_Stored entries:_

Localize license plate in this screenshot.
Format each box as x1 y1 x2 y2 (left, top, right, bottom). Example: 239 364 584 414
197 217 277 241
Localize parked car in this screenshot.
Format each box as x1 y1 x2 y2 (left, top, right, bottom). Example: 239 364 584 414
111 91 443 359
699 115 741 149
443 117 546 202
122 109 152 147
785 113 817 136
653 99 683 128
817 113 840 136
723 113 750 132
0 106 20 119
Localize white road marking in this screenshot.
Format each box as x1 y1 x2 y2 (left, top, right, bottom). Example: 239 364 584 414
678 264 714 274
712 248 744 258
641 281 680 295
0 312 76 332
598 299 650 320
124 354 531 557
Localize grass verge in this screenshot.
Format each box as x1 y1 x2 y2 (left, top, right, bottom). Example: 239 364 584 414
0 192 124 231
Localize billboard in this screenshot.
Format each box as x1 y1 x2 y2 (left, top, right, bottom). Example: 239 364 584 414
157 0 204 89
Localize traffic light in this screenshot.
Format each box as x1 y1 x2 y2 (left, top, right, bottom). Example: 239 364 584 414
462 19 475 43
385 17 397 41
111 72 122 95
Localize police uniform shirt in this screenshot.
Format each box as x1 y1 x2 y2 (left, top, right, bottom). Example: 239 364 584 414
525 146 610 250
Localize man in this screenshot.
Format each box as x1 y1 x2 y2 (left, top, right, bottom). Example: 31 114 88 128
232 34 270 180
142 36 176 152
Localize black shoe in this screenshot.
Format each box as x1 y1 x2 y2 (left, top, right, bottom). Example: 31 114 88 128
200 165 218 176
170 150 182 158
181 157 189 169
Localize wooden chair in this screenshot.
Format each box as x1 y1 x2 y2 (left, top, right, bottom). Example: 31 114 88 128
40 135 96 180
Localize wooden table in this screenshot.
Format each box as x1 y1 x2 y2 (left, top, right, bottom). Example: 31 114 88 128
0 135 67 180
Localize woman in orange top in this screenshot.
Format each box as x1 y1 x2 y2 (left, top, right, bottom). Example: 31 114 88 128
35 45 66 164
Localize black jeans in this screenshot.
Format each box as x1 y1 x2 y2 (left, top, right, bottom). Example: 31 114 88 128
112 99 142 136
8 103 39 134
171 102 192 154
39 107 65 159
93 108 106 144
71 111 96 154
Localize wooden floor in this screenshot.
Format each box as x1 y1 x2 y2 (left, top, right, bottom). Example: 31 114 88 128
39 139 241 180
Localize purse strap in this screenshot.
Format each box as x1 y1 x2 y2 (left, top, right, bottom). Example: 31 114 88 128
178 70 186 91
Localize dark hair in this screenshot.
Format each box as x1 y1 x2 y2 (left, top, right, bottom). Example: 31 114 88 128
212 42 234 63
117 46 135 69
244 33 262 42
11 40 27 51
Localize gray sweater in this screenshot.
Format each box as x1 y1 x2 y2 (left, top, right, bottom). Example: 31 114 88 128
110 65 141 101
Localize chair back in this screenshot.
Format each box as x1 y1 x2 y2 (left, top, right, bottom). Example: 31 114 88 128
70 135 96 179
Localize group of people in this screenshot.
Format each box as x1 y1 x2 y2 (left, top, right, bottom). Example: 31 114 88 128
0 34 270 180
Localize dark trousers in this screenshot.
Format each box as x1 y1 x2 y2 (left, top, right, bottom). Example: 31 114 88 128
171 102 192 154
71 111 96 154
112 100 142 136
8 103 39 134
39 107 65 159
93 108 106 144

_What you should do:_ State only how many lines in the rows above contain the word "black".

_Written answer:_ 2